WHAT IS EXPECTED: Output the material exactly, with every line intact.

EXTRACTED DATA:

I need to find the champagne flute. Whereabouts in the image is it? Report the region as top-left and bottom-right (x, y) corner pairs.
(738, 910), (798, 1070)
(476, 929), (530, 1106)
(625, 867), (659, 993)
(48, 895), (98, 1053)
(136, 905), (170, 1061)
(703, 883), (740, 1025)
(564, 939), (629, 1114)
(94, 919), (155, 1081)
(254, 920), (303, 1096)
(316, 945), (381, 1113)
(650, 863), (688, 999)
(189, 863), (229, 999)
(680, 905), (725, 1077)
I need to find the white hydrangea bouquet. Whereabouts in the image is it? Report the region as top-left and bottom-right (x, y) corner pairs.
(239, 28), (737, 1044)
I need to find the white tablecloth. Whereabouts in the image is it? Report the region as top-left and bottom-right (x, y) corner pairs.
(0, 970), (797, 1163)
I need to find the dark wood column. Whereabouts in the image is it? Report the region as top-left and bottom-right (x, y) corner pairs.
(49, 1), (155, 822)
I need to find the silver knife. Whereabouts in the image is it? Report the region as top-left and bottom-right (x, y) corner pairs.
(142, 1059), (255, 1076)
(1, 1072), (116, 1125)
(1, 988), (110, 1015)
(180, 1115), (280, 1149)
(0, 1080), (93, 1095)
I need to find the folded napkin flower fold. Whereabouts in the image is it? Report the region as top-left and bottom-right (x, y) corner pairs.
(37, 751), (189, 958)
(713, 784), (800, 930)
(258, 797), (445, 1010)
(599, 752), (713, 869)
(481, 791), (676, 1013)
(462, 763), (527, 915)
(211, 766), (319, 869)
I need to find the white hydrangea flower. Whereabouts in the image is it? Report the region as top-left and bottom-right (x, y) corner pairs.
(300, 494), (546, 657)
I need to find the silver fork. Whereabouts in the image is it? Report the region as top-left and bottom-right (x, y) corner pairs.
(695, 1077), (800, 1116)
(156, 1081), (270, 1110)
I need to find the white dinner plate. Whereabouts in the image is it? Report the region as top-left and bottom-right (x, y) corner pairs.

TASK SOLUTION:
I need to find the champagne flute. Whereabouts in the image is it? Report the region as top-left and bottom-right (x, y) corner pairs.
(738, 910), (798, 1070)
(476, 929), (530, 1106)
(625, 867), (659, 993)
(48, 895), (98, 1053)
(136, 905), (170, 1061)
(703, 883), (740, 1025)
(564, 939), (629, 1114)
(94, 919), (155, 1081)
(254, 920), (303, 1096)
(316, 945), (381, 1113)
(650, 863), (688, 999)
(189, 863), (229, 999)
(680, 905), (725, 1077)
I need to find the white hydrangea bouquet. Whereabouts in the image is it? Report the region as top-left and bottom-right (x, y) corner pairs.
(239, 28), (737, 1044)
I need to find the white tablecloth. Whereabouts in the image is it? Report the region as top-left and bottom-right (x, y) corner pairs.
(0, 970), (797, 1163)
I need to find the dark wood column. Whereabouts in the image is it? Report the region as top-left and bottom-right (x, y) corner pairs.
(49, 1), (155, 822)
I need to find the silver knife. Whereabouts in the image is it? Report the region as top-left and bottom-right (x, y) corner pairs.
(142, 1059), (255, 1076)
(1, 1072), (116, 1125)
(1, 988), (110, 1015)
(180, 1115), (280, 1149)
(0, 1080), (93, 1095)
I need to find the folded napkin flower fold. Whereabouts in the image is it? Report the region as top-left and bottom-right (x, y) corner pairs.
(37, 751), (189, 958)
(713, 784), (800, 930)
(258, 797), (445, 1010)
(599, 752), (713, 869)
(481, 791), (676, 1013)
(462, 763), (527, 915)
(211, 766), (319, 869)
I need to find the white hydrangea flower. Whereabouts in the image is it? Report the region as top-left and bottom-right (x, y) corner pairs.
(300, 494), (546, 657)
I need to find the silver fork. Whereabouts in the image is it? Report the region as top-left and bottom-right (x, y) corner pairs.
(695, 1077), (800, 1116)
(156, 1081), (270, 1110)
I need to find the white dinner plate. Whereabouts in the image is it? Report the region as top-left and bottom-right (x, y) corner pairs.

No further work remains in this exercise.